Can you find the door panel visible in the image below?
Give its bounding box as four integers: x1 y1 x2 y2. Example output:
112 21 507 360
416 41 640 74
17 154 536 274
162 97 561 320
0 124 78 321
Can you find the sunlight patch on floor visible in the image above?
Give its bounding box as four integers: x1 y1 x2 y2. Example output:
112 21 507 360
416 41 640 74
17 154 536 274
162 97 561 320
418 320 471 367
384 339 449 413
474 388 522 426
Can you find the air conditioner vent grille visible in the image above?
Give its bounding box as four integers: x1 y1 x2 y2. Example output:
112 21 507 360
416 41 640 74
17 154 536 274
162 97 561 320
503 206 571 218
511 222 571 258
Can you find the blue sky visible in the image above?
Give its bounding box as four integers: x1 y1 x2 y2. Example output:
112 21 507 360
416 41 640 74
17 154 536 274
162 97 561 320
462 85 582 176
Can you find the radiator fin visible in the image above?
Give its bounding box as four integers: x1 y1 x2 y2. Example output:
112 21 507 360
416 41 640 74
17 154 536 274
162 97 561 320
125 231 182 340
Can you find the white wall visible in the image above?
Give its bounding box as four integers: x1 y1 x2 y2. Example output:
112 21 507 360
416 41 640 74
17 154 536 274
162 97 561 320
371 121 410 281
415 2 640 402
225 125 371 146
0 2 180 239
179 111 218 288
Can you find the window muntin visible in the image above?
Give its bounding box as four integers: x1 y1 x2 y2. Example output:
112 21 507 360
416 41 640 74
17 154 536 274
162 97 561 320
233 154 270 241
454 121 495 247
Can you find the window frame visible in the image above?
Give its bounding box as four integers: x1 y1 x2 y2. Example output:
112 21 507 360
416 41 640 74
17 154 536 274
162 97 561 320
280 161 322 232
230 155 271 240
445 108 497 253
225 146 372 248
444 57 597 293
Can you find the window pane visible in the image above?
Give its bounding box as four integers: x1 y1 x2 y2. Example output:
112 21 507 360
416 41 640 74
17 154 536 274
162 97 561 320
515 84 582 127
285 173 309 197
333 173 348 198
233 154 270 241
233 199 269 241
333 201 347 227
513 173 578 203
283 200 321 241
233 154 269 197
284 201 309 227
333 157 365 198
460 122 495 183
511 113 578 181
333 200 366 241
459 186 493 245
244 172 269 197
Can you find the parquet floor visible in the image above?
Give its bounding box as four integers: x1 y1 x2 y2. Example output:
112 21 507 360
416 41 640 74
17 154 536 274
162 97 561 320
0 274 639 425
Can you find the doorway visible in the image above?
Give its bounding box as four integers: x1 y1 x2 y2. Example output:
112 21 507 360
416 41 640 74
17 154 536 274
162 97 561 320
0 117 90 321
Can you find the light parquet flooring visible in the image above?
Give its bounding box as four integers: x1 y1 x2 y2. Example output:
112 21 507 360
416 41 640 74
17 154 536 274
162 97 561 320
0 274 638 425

■ OBJECTIVE ■
Copy every one of the entries above without changing a single line.

■ OUTPUT OF THE TASK ■
Can you find the door panel visible in the image below?
Give its bounding box as four integers: x1 y1 x2 y2. Example output:
112 21 507 360
416 41 640 74
17 154 536 274
162 97 561 320
0 124 78 321
Can you find the sunlight patch on floor visible in the image above?
Give its bounding box as four integers: x1 y1 x2 y2. Example output:
112 21 507 360
416 41 640 74
17 154 536 274
162 97 561 320
418 320 471 367
384 339 449 413
474 388 522 426
Can you find the air conditioner vent grille visible in the image above?
Give its bounding box as four integers: x1 y1 x2 y2. Example output:
112 21 507 360
416 41 640 74
17 154 536 274
162 97 561 320
503 206 571 218
511 222 571 258
Can you find the blue sky visible in the image above?
Give its bounding box as four integers: x1 y1 x2 y2. Example output:
112 21 507 360
416 41 640 74
17 154 536 274
162 97 561 320
462 85 582 176
Can you find the radiator fin visible in the image above?
Give its bounding box as four integers: x1 y1 x2 y2. Example output:
112 21 507 360
416 41 640 74
17 154 536 274
162 97 561 320
125 231 182 340
Can you find the white wall visible in the image above?
Give its bounding box as four integers: x1 y1 x2 y2. Example output:
112 21 507 360
416 41 640 74
17 154 536 274
162 97 561 320
371 121 410 281
415 2 640 402
225 125 371 146
0 2 180 239
179 111 218 288
Can you find the window muntin visible in the image above?
Give its bounding box as four integers: x1 y1 x2 y2. Example output:
112 21 507 360
416 41 640 74
17 154 536 274
162 97 561 320
233 154 270 241
454 121 495 247
Can you find the window frame visible in the image above?
Give its bounding box as four integers: x1 y1 x2 y2. Example output:
112 21 507 360
416 41 640 74
17 154 536 274
162 97 561 320
280 161 322 232
230 155 271 240
445 108 497 253
225 146 372 248
444 57 597 293
Can you find the window pane visible in the image above?
Give its bounding box as four integers: x1 y1 x2 y2. Example output:
112 21 507 360
416 41 640 74
17 154 536 274
162 97 561 320
515 84 582 127
285 173 309 197
333 173 348 198
233 154 270 241
233 199 269 241
333 201 347 227
513 173 578 203
283 200 321 241
233 154 269 197
284 201 309 227
333 157 365 198
460 122 495 183
511 113 578 181
333 200 366 241
459 186 493 245
244 172 269 197
Can you find the parquet floor visible in the image above?
Give its bounding box as four integers: x1 y1 x2 y2. Example output:
112 21 507 360
416 41 640 74
17 154 536 274
162 97 561 320
0 274 639 425
Can you find the doorway visible in the image above?
Give its bounding box as four integers: x1 y1 x2 y2. Example output:
112 21 507 360
416 41 640 74
17 154 536 274
162 97 561 320
0 117 90 321
Can you find the light parquet flooring visible in the image above?
Give its bounding box as four integers: x1 y1 x2 y2. Example output:
112 21 507 360
416 41 640 74
17 154 536 274
162 97 561 320
0 274 638 425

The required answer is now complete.